EXERCISE DESCRIPTION:
Write out the following lines verbatim, beginning with the line containing "Mark each instance of the man in blue" and ending after the line containing "x=1398 y=431".

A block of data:
'''
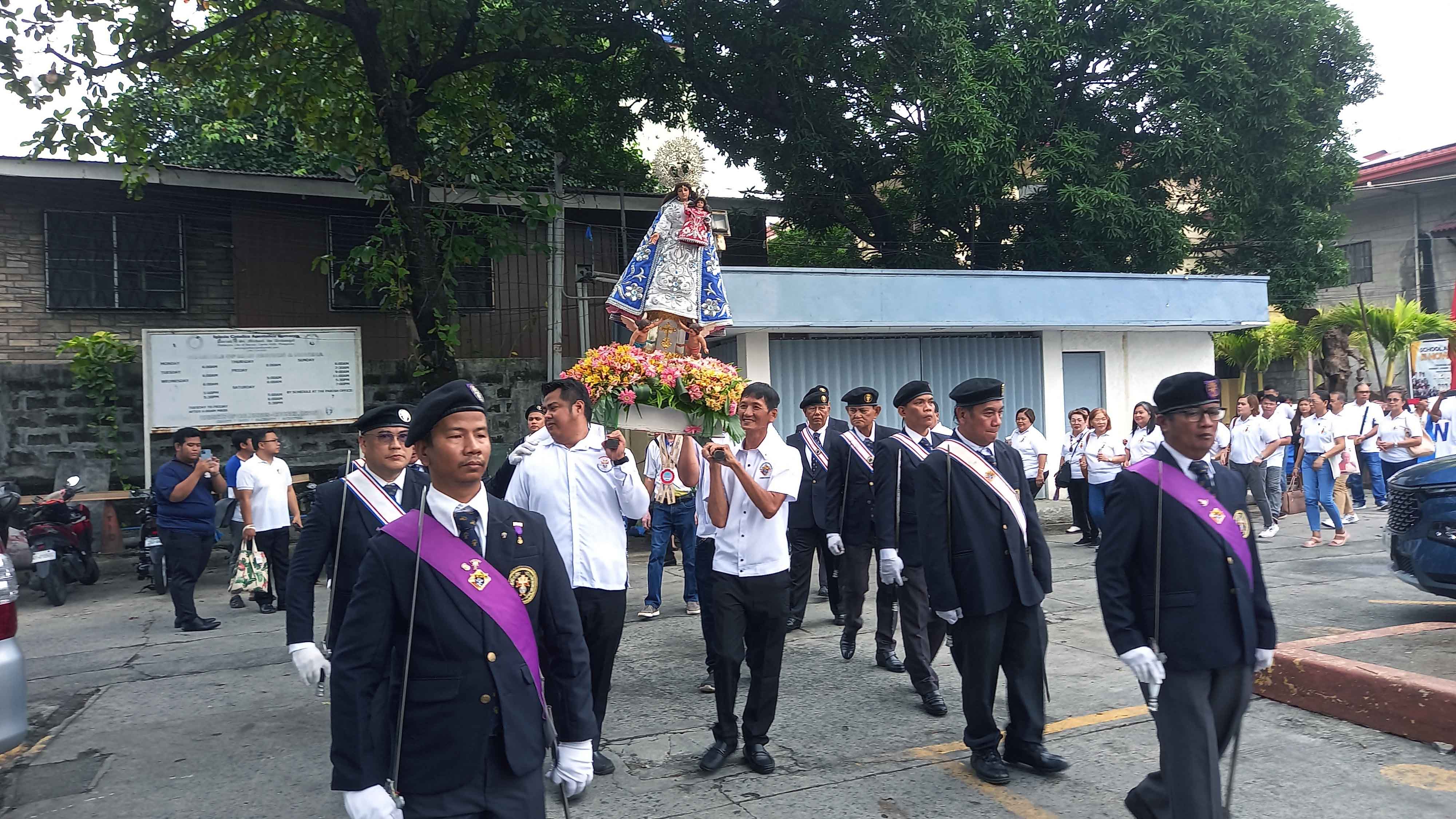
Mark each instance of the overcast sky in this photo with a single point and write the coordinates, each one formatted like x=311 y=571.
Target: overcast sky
x=1413 y=49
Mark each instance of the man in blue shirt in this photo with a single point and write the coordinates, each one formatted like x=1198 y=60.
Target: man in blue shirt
x=186 y=490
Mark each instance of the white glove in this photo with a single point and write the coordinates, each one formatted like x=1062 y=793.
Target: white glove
x=892 y=567
x=1145 y=664
x=573 y=767
x=372 y=803
x=1263 y=659
x=309 y=661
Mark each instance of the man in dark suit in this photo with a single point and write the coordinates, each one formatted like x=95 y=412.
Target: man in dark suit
x=1196 y=658
x=988 y=569
x=899 y=540
x=851 y=527
x=809 y=514
x=382 y=445
x=484 y=633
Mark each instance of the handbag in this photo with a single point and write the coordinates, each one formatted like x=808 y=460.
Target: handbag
x=251 y=572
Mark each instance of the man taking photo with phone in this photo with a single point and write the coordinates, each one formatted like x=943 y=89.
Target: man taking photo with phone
x=585 y=483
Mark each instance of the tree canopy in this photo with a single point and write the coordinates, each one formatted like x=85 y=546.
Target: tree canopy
x=1045 y=135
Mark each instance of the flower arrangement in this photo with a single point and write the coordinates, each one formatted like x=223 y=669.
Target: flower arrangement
x=620 y=376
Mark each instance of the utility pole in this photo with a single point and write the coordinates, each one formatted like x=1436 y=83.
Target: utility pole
x=558 y=274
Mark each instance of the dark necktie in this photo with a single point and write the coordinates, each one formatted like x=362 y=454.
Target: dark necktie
x=468 y=521
x=1203 y=474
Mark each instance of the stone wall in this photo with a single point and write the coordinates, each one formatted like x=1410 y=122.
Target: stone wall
x=46 y=422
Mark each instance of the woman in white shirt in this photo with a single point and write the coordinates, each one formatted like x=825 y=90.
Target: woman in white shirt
x=1033 y=448
x=1251 y=441
x=1103 y=460
x=1147 y=436
x=1321 y=441
x=1398 y=431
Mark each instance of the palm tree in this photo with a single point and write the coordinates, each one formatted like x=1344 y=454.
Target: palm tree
x=1394 y=328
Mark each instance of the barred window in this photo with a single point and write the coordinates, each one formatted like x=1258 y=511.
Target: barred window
x=114 y=261
x=475 y=285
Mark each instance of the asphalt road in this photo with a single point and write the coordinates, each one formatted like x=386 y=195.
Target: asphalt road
x=133 y=719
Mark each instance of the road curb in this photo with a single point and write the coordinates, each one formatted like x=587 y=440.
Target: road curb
x=1396 y=701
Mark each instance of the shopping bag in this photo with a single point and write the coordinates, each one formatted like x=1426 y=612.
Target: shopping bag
x=251 y=572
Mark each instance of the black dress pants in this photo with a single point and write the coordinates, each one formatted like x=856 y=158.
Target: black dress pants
x=804 y=544
x=602 y=616
x=274 y=544
x=752 y=616
x=187 y=556
x=922 y=630
x=854 y=583
x=1013 y=640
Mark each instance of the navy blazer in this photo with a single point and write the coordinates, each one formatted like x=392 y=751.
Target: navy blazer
x=895 y=498
x=1212 y=614
x=467 y=680
x=317 y=546
x=810 y=509
x=852 y=490
x=976 y=559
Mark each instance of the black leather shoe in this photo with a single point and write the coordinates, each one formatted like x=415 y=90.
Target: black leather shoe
x=717 y=754
x=890 y=662
x=1136 y=806
x=758 y=758
x=1036 y=758
x=934 y=704
x=989 y=767
x=199 y=624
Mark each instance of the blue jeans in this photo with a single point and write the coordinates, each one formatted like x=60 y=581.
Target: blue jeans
x=1372 y=466
x=668 y=521
x=1320 y=493
x=1097 y=503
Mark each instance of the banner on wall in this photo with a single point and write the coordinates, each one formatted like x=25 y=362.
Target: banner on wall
x=1431 y=368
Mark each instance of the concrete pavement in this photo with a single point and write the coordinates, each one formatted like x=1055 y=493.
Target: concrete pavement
x=138 y=720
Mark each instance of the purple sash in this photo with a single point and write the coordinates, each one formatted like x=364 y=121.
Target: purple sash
x=499 y=600
x=1202 y=503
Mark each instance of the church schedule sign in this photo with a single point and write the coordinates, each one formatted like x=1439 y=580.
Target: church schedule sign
x=251 y=378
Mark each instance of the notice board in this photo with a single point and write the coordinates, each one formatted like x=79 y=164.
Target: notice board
x=251 y=378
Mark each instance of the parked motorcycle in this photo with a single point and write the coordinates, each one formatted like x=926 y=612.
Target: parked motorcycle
x=152 y=566
x=60 y=537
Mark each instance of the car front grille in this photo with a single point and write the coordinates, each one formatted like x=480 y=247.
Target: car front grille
x=1406 y=509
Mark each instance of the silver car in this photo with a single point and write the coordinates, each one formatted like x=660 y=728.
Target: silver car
x=12 y=664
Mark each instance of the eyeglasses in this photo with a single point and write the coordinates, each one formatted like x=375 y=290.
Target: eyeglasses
x=1212 y=413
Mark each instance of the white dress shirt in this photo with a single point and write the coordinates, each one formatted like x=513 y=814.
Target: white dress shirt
x=751 y=544
x=585 y=498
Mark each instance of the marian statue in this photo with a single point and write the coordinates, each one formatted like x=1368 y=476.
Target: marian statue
x=672 y=290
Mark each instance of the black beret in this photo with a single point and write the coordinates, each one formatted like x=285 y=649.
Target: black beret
x=1184 y=391
x=455 y=397
x=978 y=391
x=816 y=397
x=912 y=391
x=385 y=416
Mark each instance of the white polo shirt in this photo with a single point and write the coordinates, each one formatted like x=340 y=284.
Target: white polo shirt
x=585 y=498
x=751 y=544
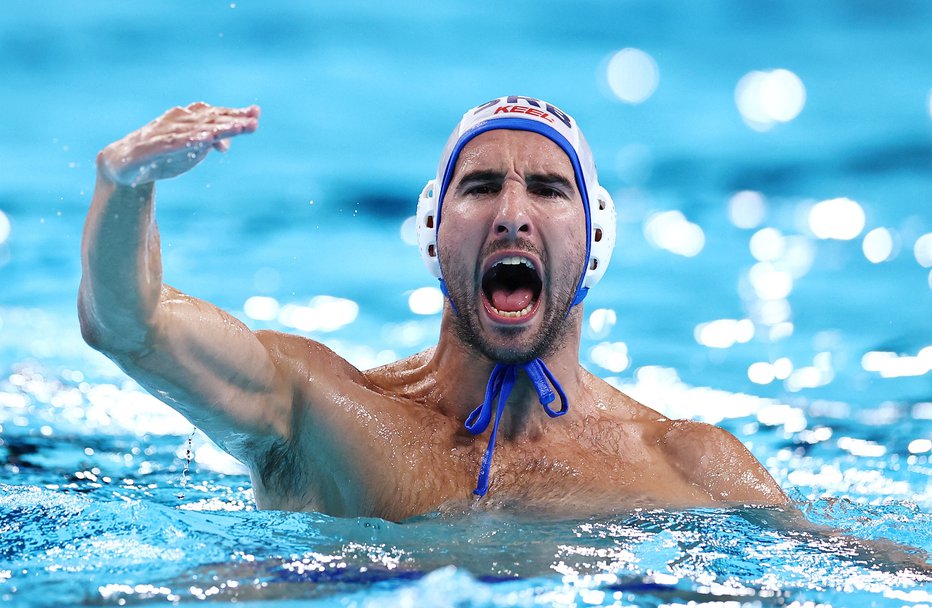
'''
TASK ANSWER:
Mark each instance of the man in blue shirt in this photo with a single point and write the coordinates, each one formatted like x=1198 y=60.
Target: man in blue shirt
x=186 y=490
Mark each instance of the white glove in this photo with a single point and write the coordinates, each one formatted like x=1062 y=793.
Target: white glove
x=892 y=567
x=1145 y=664
x=573 y=767
x=372 y=803
x=1263 y=659
x=309 y=661
Mark each instance of the man in dark suit in this photo with a single point and write the coordinates, each one formatted like x=95 y=412.
Target: man in dark suit
x=1196 y=658
x=988 y=569
x=899 y=540
x=851 y=527
x=809 y=514
x=382 y=445
x=484 y=633
Mark each instance of the handbag in this photo with a single point and write the coordinates, each one formatted like x=808 y=460.
Target: handbag
x=251 y=572
Mark each instance of the man taking photo with phone in this photo with a single point and write the coordinates, each one formatted like x=943 y=89.
Target: man taking photo with phone
x=585 y=483
Mark each instance of the tree canopy in this photo with a single point and write the coordinates, each one formatted like x=85 y=546.
Target: tree canopy
x=1045 y=135
Mark each instance of the flower arrangement in this photo with a single point and write the coordinates, each one formatted like x=223 y=669.
Target: flower arrangement
x=620 y=376
Mark each instance of the utility pole in this photo with a single point and write the coordinates, each one formatted like x=1436 y=83.
Target: utility pole
x=558 y=274
Mark each instance of the dark necktie in this photo with a single point and write the coordinates, each one formatted like x=362 y=454.
Target: dark necktie
x=468 y=521
x=1203 y=474
Mark each instance of the stone wall in this photo with a single point and write the coordinates, each one formatted like x=1410 y=122.
Target: stone wall
x=46 y=422
Mark each instance of the woman in white shirt in this photo with a single point and write the coordinates, each one formatted like x=825 y=90.
Target: woman in white shirt
x=1033 y=448
x=1251 y=441
x=1103 y=460
x=1147 y=436
x=1321 y=441
x=1398 y=431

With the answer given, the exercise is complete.